▸ **Given problem**: Rewrite every line below, including all the rows, as a JSON list of strings with one string per line and no entries for blank lines. Leave the pictures out of the list.

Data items
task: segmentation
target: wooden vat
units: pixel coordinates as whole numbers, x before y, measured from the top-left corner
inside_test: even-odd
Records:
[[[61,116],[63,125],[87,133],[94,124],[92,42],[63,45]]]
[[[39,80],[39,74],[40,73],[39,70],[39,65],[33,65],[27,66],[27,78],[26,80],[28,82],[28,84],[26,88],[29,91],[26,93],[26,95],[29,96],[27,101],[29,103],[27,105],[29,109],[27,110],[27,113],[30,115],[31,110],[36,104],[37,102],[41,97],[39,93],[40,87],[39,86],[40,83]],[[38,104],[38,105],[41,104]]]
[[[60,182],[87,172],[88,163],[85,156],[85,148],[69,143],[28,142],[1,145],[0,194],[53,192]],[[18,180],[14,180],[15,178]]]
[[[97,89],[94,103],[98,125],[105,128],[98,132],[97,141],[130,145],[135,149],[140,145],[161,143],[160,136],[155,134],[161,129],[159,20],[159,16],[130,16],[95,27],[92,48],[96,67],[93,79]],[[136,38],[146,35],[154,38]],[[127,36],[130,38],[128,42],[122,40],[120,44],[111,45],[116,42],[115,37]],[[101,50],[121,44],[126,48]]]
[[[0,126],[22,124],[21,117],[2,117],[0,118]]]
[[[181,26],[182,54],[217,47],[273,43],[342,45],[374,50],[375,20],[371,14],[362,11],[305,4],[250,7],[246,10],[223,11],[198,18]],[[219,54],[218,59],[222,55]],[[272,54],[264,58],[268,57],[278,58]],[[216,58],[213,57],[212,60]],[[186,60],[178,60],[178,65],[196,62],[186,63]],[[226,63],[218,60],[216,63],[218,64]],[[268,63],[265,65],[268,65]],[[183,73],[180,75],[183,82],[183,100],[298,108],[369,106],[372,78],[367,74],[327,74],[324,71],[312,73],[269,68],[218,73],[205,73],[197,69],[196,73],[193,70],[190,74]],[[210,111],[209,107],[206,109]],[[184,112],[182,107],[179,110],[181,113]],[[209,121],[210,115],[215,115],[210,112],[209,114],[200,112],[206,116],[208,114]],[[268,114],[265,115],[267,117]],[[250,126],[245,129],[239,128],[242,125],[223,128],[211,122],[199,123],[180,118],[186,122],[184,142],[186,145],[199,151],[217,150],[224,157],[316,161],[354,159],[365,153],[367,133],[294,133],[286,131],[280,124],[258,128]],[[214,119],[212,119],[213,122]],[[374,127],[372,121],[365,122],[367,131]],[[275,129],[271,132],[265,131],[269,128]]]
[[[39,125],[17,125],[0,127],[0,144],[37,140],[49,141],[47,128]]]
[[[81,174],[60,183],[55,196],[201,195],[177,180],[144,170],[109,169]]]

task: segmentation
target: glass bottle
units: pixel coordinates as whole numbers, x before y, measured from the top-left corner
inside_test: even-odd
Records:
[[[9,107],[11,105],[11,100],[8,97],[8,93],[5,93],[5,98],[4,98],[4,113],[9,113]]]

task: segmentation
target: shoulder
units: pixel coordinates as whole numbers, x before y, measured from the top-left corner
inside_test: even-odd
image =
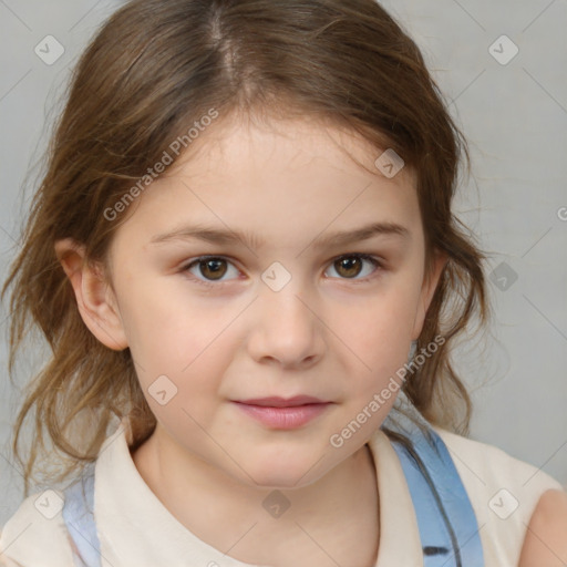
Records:
[[[542,529],[539,527],[529,536],[528,526],[532,522],[542,526],[542,522],[545,522],[542,518],[549,517],[548,506],[560,506],[558,502],[548,504],[547,501],[554,499],[554,495],[564,494],[563,486],[540,467],[516,458],[497,446],[437,426],[433,429],[445,443],[466,489],[476,515],[487,564],[518,565],[525,539],[536,537],[535,533]],[[557,513],[556,508],[554,513]],[[565,528],[563,532],[567,534]],[[534,544],[527,545],[528,551],[534,548]],[[524,563],[522,567],[528,565]],[[543,563],[532,565],[546,567]]]
[[[47,489],[28,496],[0,533],[0,566],[74,565],[63,504],[60,491]]]
[[[527,526],[518,567],[567,564],[567,492],[546,491]]]

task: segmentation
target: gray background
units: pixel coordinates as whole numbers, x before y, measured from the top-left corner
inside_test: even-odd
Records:
[[[118,4],[0,0],[2,279],[28,205],[23,183],[33,187],[37,182],[35,165],[70,69]],[[474,175],[463,184],[456,210],[492,252],[488,272],[496,270],[488,284],[494,306],[489,332],[460,349],[458,370],[475,408],[471,437],[542,467],[567,486],[567,2],[382,4],[422,48],[452,101]],[[48,34],[65,49],[52,65],[34,53]],[[489,52],[503,34],[519,49],[507,64]],[[506,43],[501,48],[497,42],[496,49],[501,58],[511,53]],[[19,394],[6,370],[6,311],[2,306],[0,526],[22,499],[8,444]],[[27,365],[39,352],[29,353]]]

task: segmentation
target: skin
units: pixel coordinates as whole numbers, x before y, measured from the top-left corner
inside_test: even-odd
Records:
[[[134,463],[184,526],[241,561],[373,566],[379,495],[365,443],[395,395],[341,447],[329,439],[406,362],[445,261],[437,256],[425,272],[413,172],[389,179],[373,166],[382,151],[305,118],[269,127],[217,122],[190,151],[128,210],[112,241],[110,272],[83,264],[76,243],[56,245],[83,320],[109,348],[131,349],[157,419]],[[312,244],[375,221],[408,235]],[[152,243],[197,223],[265,244]],[[353,252],[381,266],[363,260],[349,277],[336,260]],[[204,255],[226,260],[221,282],[198,262],[187,269]],[[291,277],[278,291],[261,279],[276,261]],[[161,375],[177,389],[165,405],[148,394]],[[332,403],[288,431],[234,403],[298,394]],[[277,519],[261,505],[274,489],[290,503]]]

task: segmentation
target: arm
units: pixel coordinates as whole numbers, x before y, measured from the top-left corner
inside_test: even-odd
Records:
[[[518,567],[567,565],[567,492],[546,491],[527,526]]]

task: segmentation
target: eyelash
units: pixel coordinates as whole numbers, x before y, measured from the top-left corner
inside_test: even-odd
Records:
[[[374,268],[377,268],[377,270],[374,272],[372,272],[370,276],[367,276],[361,279],[339,278],[339,279],[343,279],[346,281],[352,281],[354,284],[363,284],[363,282],[367,282],[367,281],[370,281],[370,280],[377,278],[379,276],[380,270],[383,269],[383,267],[384,267],[382,265],[382,262],[374,256],[370,256],[368,254],[362,254],[362,252],[342,254],[341,256],[337,256],[336,258],[333,258],[330,261],[330,266],[333,265],[337,260],[340,260],[343,258],[358,258],[361,260],[368,260],[374,265]],[[200,257],[192,260],[189,264],[185,265],[183,268],[181,268],[179,271],[183,274],[186,274],[190,270],[190,268],[193,268],[194,266],[197,266],[200,262],[206,261],[206,260],[226,260],[226,261],[230,262],[230,260],[224,256],[200,256]],[[192,276],[192,279],[197,281],[197,284],[200,284],[202,286],[205,286],[208,288],[218,287],[218,286],[221,286],[223,284],[228,284],[227,281],[203,280],[203,279],[196,278],[194,276]]]

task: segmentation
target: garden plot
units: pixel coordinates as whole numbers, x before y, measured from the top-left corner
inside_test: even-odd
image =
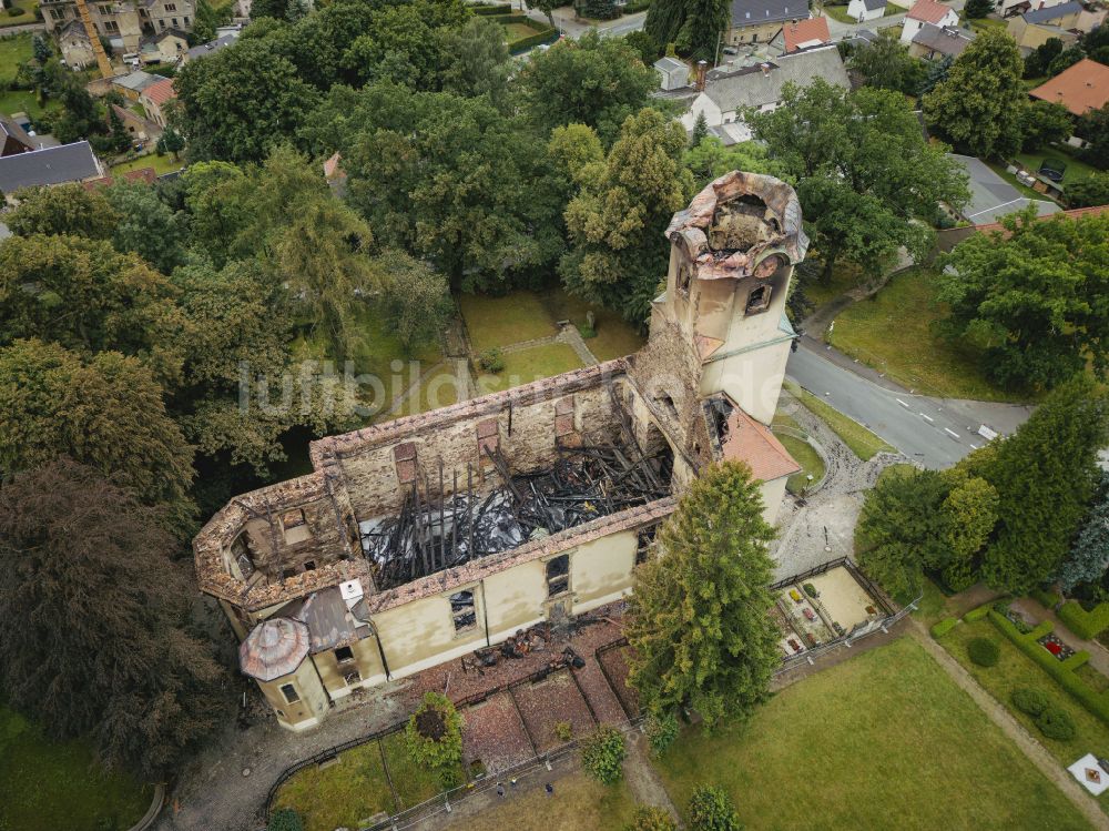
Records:
[[[535,756],[528,733],[512,697],[498,692],[462,711],[462,756],[470,776],[477,776],[476,762],[489,776],[496,776]]]
[[[859,624],[883,617],[882,608],[851,571],[842,566],[807,580],[832,620],[849,632]]]
[[[570,739],[580,739],[596,727],[589,705],[569,670],[553,672],[538,683],[513,687],[512,698],[516,699],[528,732],[540,753],[567,743],[568,739],[559,738],[558,734],[561,723],[570,724]]]
[[[779,591],[777,602],[793,628],[805,639],[805,646],[820,646],[836,637],[800,586],[786,586]]]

▸ **Finished exercise**:
[
  "task: segmentation",
  "target: wooden vat",
  "units: pixel coordinates as whole numbers, x before y, measured from the top-left corner",
  "inside_test: even-odd",
  "Records:",
  "[[[61,116],[63,125],[87,133],[94,124],[92,42],[63,45]]]",
  "[[[39,80],[39,74],[40,73],[39,70],[39,65],[33,65],[27,66],[27,78],[26,80],[28,82],[28,84],[26,88],[29,91],[26,93],[26,95],[29,96],[27,101],[29,103],[27,105],[29,109],[27,110],[27,113],[30,115],[31,110],[36,104],[37,102],[41,97],[39,93],[40,87],[39,86],[40,83]],[[38,104],[38,105],[41,104]]]",
  "[[[60,182],[87,172],[88,163],[85,156],[85,148],[69,143],[28,142],[1,145],[0,194],[53,192]],[[18,180],[14,180],[15,178]]]",
  "[[[97,89],[94,103],[98,125],[105,128],[98,132],[97,141],[130,145],[135,149],[140,145],[161,143],[160,136],[155,134],[161,129],[159,20],[159,16],[130,16],[95,27],[92,48],[96,67],[93,79]],[[136,38],[146,35],[154,38]],[[127,36],[130,38],[128,42],[122,40],[120,44],[111,45],[116,42],[115,37]],[[101,50],[121,44],[126,48]]]",
  "[[[0,126],[22,124],[21,117],[2,117],[0,118]]]",
  "[[[181,26],[182,54],[217,47],[273,43],[342,45],[374,50],[375,20],[371,14],[362,11],[305,4],[250,7],[246,10],[223,11],[198,18]],[[219,54],[218,59],[222,55]],[[272,54],[264,58],[268,57],[278,58]],[[216,58],[213,57],[212,60]],[[186,60],[178,60],[178,65],[196,62],[186,63]],[[226,63],[218,60],[216,63],[218,64]],[[268,63],[265,65],[268,65]],[[183,73],[180,75],[183,82],[183,100],[298,108],[369,106],[372,78],[367,74],[327,74],[324,71],[312,73],[269,68],[218,73],[205,73],[197,69],[196,73],[193,70],[190,74]],[[210,111],[209,107],[206,109]],[[184,112],[182,107],[179,110],[181,113]],[[209,121],[210,115],[215,115],[210,112],[209,114],[200,112],[206,116],[208,114]],[[268,114],[265,115],[267,117]],[[250,126],[245,129],[239,128],[242,125],[223,128],[211,122],[199,123],[180,118],[186,122],[184,142],[186,145],[199,151],[217,150],[224,157],[316,161],[354,159],[365,153],[367,133],[294,133],[286,131],[280,124],[258,128]],[[214,119],[212,119],[213,122]],[[374,127],[372,121],[365,122],[367,131]],[[275,129],[271,132],[265,131],[269,128]]]",
  "[[[39,125],[17,125],[0,127],[0,144],[37,140],[49,141],[47,128]]]",
  "[[[81,174],[60,183],[55,196],[201,195],[177,180],[144,170],[109,169]]]",
  "task: segmentation",
  "target: glass bottle",
  "units: pixel coordinates as whole numbers, x before y, measured from the top-left corner",
  "inside_test: even-odd",
  "Records:",
  "[[[9,107],[11,105],[11,100],[8,97],[8,93],[5,93],[5,98],[4,98],[4,113],[9,113]]]",
  "task: segmentation",
  "target: shoulder",
  "units: pixel coordinates as whole numbers, x before y, measured from the top-left corner",
  "inside_test: even-odd",
  "image =",
  "Records:",
  "[[[542,529],[539,527],[529,536],[528,526],[532,522],[542,526],[542,522],[545,522],[542,518],[549,517],[548,506],[560,506],[558,502],[548,504],[547,501],[554,499],[554,495],[564,494],[563,486],[540,467],[516,458],[497,446],[437,426],[433,429],[445,443],[466,489],[476,515],[487,564],[518,565],[525,539],[536,537],[535,533]],[[557,513],[556,508],[554,513]],[[565,528],[563,532],[567,534]],[[534,544],[527,545],[528,551],[534,548]],[[524,563],[522,567],[528,565]],[[543,563],[532,565],[546,567]]]",
  "[[[47,489],[28,496],[0,533],[0,566],[74,565],[63,504],[60,491]]]",
  "[[[527,526],[518,567],[567,564],[567,492],[546,491]]]",
  "task: segmentation",
  "target: gray background",
  "units: pixel coordinates as whole numbers, x before y, measured from the top-left corner",
  "inside_test: even-odd",
  "Records:",
  "[[[118,4],[0,0],[2,279],[28,205],[23,183],[33,187],[37,182],[35,165],[70,69]],[[474,175],[463,184],[456,210],[492,252],[488,272],[496,270],[488,284],[494,306],[489,332],[460,349],[458,370],[475,408],[471,437],[542,467],[567,486],[567,2],[382,4],[422,48],[452,101]],[[48,34],[65,49],[52,65],[34,53]],[[489,52],[503,34],[519,49],[507,64]],[[506,43],[501,48],[497,42],[496,49],[501,58],[511,53]],[[19,394],[6,370],[6,311],[2,306],[0,526],[22,499],[8,444]],[[27,365],[39,352],[29,353]]]",
  "task: segmentation",
  "target: skin",
  "units: pixel coordinates as whole numbers, x before y, measured from the top-left corner",
  "inside_test: even-odd",
  "Records:",
  "[[[134,463],[184,526],[241,561],[373,566],[379,495],[365,443],[395,395],[341,447],[329,439],[406,362],[445,261],[437,256],[425,272],[413,172],[389,179],[373,166],[382,151],[305,118],[269,127],[217,122],[190,151],[128,210],[112,241],[110,272],[83,264],[76,243],[56,245],[83,320],[109,348],[131,349],[157,419]],[[312,244],[375,221],[408,235]],[[152,243],[197,223],[265,244]],[[353,252],[381,266],[363,260],[349,277],[336,260]],[[204,255],[226,260],[221,282],[198,262],[187,269]],[[291,277],[278,291],[261,279],[276,261]],[[161,375],[177,389],[165,405],[148,394]],[[332,403],[288,431],[234,403],[298,394]],[[277,519],[261,505],[274,489],[290,503]]]",
  "task: segmentation",
  "target: arm",
  "units: pixel coordinates as whole numbers, x before y, measured from the top-left corner",
  "inside_test: even-odd",
  "Records:",
  "[[[518,567],[567,565],[567,492],[546,491],[527,526]]]",
  "task: segmentation",
  "target: eyelash",
  "units: pixel coordinates as whole numbers, x before y, measured from the top-left corner",
  "inside_test: even-odd",
  "Records:",
  "[[[374,268],[377,268],[377,270],[374,272],[372,272],[370,276],[367,276],[361,279],[339,278],[339,279],[343,279],[346,281],[352,281],[354,284],[363,284],[363,282],[367,282],[367,281],[370,281],[370,280],[377,278],[379,276],[380,270],[383,269],[383,267],[384,267],[382,265],[382,262],[374,256],[370,256],[368,254],[362,254],[362,252],[342,254],[341,256],[337,256],[336,258],[333,258],[330,261],[330,266],[333,265],[337,260],[340,260],[343,258],[358,258],[361,260],[368,260],[374,265]],[[200,257],[192,260],[189,264],[185,265],[183,268],[181,268],[179,271],[183,274],[186,274],[190,270],[190,268],[193,268],[194,266],[197,266],[200,262],[206,261],[206,260],[226,260],[226,261],[230,262],[230,260],[224,256],[200,256]],[[192,276],[192,279],[197,281],[197,284],[200,284],[202,286],[205,286],[208,288],[218,287],[218,286],[221,286],[223,284],[228,284],[227,281],[203,280],[203,279],[196,278],[194,276]]]",
  "task: segmentation",
  "target: garden plot",
  "units: pixel coordinates as whole numbers, x before y, measured from the top-left corner",
  "inside_test: even-odd",
  "image =",
  "Records:",
  "[[[535,756],[528,733],[512,697],[498,692],[462,711],[462,756],[470,776],[477,776],[476,762],[489,776],[496,776]]]",
  "[[[859,624],[883,617],[882,608],[851,571],[842,566],[807,580],[832,620],[849,632]]]",
  "[[[570,739],[580,739],[596,727],[589,705],[569,670],[553,672],[538,683],[513,687],[512,698],[516,699],[528,732],[540,753],[567,743],[568,739],[559,738],[558,734],[561,723],[570,724]]]",
  "[[[779,591],[777,602],[793,628],[805,639],[805,646],[820,646],[836,637],[800,586],[786,586]]]"
]